__What is expected__
Reproduce all of the records exactly.

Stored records
══════

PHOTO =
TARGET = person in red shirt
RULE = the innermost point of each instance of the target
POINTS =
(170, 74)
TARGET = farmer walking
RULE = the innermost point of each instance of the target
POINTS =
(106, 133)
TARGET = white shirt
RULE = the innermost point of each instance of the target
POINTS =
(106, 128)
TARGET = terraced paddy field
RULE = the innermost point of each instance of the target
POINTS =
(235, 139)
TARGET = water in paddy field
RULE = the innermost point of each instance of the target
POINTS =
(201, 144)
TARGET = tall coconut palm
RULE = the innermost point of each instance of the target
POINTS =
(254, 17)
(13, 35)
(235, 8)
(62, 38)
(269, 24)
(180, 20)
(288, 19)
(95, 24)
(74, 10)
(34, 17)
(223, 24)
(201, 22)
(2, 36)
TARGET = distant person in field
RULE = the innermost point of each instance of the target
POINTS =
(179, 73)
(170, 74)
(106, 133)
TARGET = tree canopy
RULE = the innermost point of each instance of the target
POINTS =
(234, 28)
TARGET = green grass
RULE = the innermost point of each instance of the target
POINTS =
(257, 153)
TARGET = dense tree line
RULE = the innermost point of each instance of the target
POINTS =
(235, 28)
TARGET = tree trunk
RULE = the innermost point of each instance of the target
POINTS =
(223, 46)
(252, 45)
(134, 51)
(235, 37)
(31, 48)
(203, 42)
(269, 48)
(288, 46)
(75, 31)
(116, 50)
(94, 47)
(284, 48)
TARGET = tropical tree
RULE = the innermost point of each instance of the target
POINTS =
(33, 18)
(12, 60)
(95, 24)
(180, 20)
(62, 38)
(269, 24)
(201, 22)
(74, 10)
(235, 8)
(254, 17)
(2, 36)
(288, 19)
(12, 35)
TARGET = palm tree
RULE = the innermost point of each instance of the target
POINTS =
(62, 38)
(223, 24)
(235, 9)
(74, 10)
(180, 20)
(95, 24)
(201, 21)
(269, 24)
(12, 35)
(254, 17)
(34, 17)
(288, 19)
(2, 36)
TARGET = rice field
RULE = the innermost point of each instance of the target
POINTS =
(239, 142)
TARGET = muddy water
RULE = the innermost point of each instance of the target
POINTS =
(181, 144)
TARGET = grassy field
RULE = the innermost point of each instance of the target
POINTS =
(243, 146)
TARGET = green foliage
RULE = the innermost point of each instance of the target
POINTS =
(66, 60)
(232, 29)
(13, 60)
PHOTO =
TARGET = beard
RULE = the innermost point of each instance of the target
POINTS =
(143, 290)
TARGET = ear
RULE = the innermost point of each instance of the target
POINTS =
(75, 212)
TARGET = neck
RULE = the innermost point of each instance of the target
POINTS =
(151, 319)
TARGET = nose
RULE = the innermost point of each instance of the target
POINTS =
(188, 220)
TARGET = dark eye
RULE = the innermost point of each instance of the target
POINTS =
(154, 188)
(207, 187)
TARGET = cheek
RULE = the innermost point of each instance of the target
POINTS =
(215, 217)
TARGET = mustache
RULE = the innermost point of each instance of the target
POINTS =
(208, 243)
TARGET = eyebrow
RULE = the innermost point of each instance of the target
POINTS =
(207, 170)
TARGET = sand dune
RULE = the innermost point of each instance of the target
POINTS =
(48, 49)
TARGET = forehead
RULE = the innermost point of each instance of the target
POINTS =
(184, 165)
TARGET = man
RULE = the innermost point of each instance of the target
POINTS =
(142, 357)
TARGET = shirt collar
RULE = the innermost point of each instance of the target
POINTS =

══════

__Written solution__
PHOTO =
TARGET = person in red shirt
RULE = the innermost point of each instance of the target
POINTS =
(170, 74)
TARGET = farmer walking
RULE = the innermost point of each instance of the target
POINTS =
(106, 133)
TARGET = white shirt
RULE = the innermost point of each instance of the target
POINTS =
(106, 128)
TARGET = terraced paddy field
RULE = the innermost point of each instance of the target
POINTS =
(235, 139)
TARGET = water in paddy field
RULE = the innermost point of each instance of the target
POINTS =
(201, 144)
TARGET = tall coconut palm
RULE = the innermost point of each instance of the target
POINTS =
(254, 17)
(13, 35)
(235, 8)
(62, 38)
(269, 24)
(180, 20)
(288, 19)
(95, 24)
(74, 10)
(34, 17)
(223, 24)
(201, 22)
(2, 36)
TARGET = distant person in field
RULE = the innermost point of each instance of the target
POINTS =
(179, 73)
(170, 74)
(106, 133)
TARGET = tree canopy
RULE = the innermost point of each instance of the target
POINTS =
(234, 28)
TARGET = green grass
RULE = the innermost point of each instance of the target
POINTS =
(257, 153)
TARGET = dense tree line
RULE = the innermost point of each instance of the target
POINTS =
(235, 28)
TARGET = tree trunk
RULE = the innermost point of each instance of the target
POINTS =
(223, 46)
(252, 45)
(134, 51)
(235, 37)
(31, 48)
(203, 42)
(269, 48)
(288, 46)
(75, 31)
(116, 50)
(94, 47)
(284, 48)
TARGET = tropical tree
RULE = the innermost point of each instance of the target
POINTS =
(33, 18)
(12, 60)
(95, 24)
(180, 20)
(62, 38)
(269, 24)
(201, 22)
(74, 10)
(235, 8)
(254, 17)
(2, 36)
(288, 19)
(12, 35)
TARGET = palm tree
RULE = the innermost point of each instance of the target
POINTS =
(62, 38)
(223, 24)
(235, 9)
(74, 10)
(180, 20)
(95, 24)
(201, 21)
(269, 24)
(12, 35)
(254, 17)
(34, 17)
(288, 19)
(2, 36)
TARGET = rice field
RULE = the innermost point of each instance of the target
POINTS =
(239, 142)
TARGET = muddy water
RULE = the innermost point of each instance of the target
POINTS =
(181, 144)
TARGET = grassy field
RULE = the innermost point of each instance of the target
POINTS =
(243, 146)
TARGET = green foliage
RULE = the innermost point of each instance of the target
POINTS =
(66, 60)
(232, 29)
(13, 60)
PHOTO =
TARGET = beard
RULE = the innermost point of each instance of the target
POINTS =
(143, 290)
TARGET = ear
RULE = the innermost point of each instance of the target
POINTS =
(75, 212)
TARGET = neck
RULE = the innermost point of each instance of the target
POINTS =
(151, 319)
TARGET = nose
RULE = the innermost point of each instance of the target
POINTS =
(188, 220)
TARGET = dark eye
RULE = the innermost point of each instance of the target
POINTS =
(154, 188)
(207, 187)
TARGET = cheek
RULE = the innermost point of each instance of the target
POINTS =
(215, 217)
TARGET = mustache
RULE = the innermost point of each instance of the target
POINTS =
(208, 243)
TARGET = eyebrow
RULE = the innermost point of each instance of the target
POINTS =
(207, 170)
TARGET = sand dune
RULE = the innermost point of each instance of the target
POINTS =
(48, 49)
TARGET = forehead
RULE = the innermost point of each instance of the target
POINTS =
(184, 165)
TARGET = man
RULE = the innermost point of each instance of the target
POINTS =
(142, 357)
TARGET = shirt collar
RULE = the innermost point of each instance of the target
POINTS =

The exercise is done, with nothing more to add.